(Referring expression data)
·····
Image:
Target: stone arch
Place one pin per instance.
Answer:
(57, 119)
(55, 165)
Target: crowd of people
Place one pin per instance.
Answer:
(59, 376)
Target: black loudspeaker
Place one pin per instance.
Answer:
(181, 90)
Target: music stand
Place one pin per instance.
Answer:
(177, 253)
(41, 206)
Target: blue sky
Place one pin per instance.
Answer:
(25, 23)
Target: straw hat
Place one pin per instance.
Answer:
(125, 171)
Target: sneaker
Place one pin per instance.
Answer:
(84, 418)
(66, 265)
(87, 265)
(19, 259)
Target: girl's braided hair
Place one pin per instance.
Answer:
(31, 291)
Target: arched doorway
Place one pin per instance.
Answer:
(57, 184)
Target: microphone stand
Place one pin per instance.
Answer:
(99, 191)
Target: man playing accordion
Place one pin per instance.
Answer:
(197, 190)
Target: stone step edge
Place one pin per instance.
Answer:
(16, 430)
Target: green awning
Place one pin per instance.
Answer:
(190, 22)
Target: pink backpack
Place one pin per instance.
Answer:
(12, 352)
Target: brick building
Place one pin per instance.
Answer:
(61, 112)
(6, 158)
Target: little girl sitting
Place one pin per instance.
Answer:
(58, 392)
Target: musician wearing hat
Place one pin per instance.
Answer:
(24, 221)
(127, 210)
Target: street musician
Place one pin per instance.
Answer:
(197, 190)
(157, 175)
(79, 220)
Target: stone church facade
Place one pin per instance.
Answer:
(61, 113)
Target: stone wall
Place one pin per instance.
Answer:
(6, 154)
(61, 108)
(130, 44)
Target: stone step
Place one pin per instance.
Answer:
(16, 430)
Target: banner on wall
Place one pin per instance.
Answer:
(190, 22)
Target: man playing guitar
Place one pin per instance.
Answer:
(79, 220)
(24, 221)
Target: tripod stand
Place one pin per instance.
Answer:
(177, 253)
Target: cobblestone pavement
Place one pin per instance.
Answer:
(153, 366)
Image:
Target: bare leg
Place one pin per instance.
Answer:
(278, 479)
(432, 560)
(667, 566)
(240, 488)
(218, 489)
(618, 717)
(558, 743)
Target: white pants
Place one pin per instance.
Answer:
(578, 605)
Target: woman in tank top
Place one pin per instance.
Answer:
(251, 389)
·····
Exactly as they stand, write out all of the entries.

→ Output:
Image:
Target: stone arch
Place one pin per instance.
Answer:
(57, 119)
(55, 165)
Target: crowd of people
Place one pin per instance.
Answer:
(59, 376)
Target: black loudspeaker
Place one pin per instance.
Answer:
(181, 90)
Target: music stand
Place one pin per instance.
Answer:
(177, 253)
(41, 206)
Target: blue sky
Place one pin per instance.
Answer:
(25, 23)
Target: straw hat
Place one pin per instance.
Answer:
(125, 171)
Target: sneaker
Place one pin per instance.
Answer:
(84, 418)
(66, 265)
(87, 265)
(19, 259)
Target: girl's braided hair
Place one pin per instance.
Answer:
(31, 291)
Target: arched doorway
Place one pin per instance.
Answer:
(57, 184)
Target: microphone stand
Place one pin per instance.
Answer:
(99, 191)
Target: man playing accordion
Place one pin per instance.
Answer:
(197, 190)
Target: stone step edge
Place one pin per instance.
Answer:
(16, 430)
Target: green awning
Place one pin per instance.
Answer:
(190, 22)
Target: pink backpack
Place one pin per instance.
Answer:
(12, 352)
Target: brick building
Place one pin per instance.
Answer:
(61, 112)
(6, 158)
Target: little girl sitting
Place one pin per instance.
Answer:
(58, 392)
Target: musician wearing hat
Place one pin per instance.
Answer:
(24, 221)
(127, 210)
Target: street musician
Place one pin per instance.
Answer:
(197, 190)
(157, 175)
(79, 220)
Target: stone church facade
Place one pin per instance.
Answer:
(61, 113)
Target: stone wall
Place one pin per instance.
Answer:
(6, 154)
(61, 108)
(130, 44)
Target: stone step
Place one pin per instance.
Answer:
(16, 430)
Target: banner on wall
Place one pin per instance.
Answer:
(190, 22)
Target: man playing guitar
Place one pin per instance.
Answer:
(79, 220)
(24, 221)
Target: tripod stand
Place one pin per instance.
Answer:
(177, 253)
Target: cobblestone pavement
Place one pin per instance.
Answer:
(153, 366)
Image:
Target: bare leg
Place one pin per instance.
Answer:
(278, 479)
(432, 560)
(667, 566)
(240, 488)
(218, 489)
(618, 717)
(558, 743)
Target: white pants
Place one pin per instance.
Answer:
(578, 605)
Target: woman in tank top
Place one pin per instance.
Answer:
(251, 389)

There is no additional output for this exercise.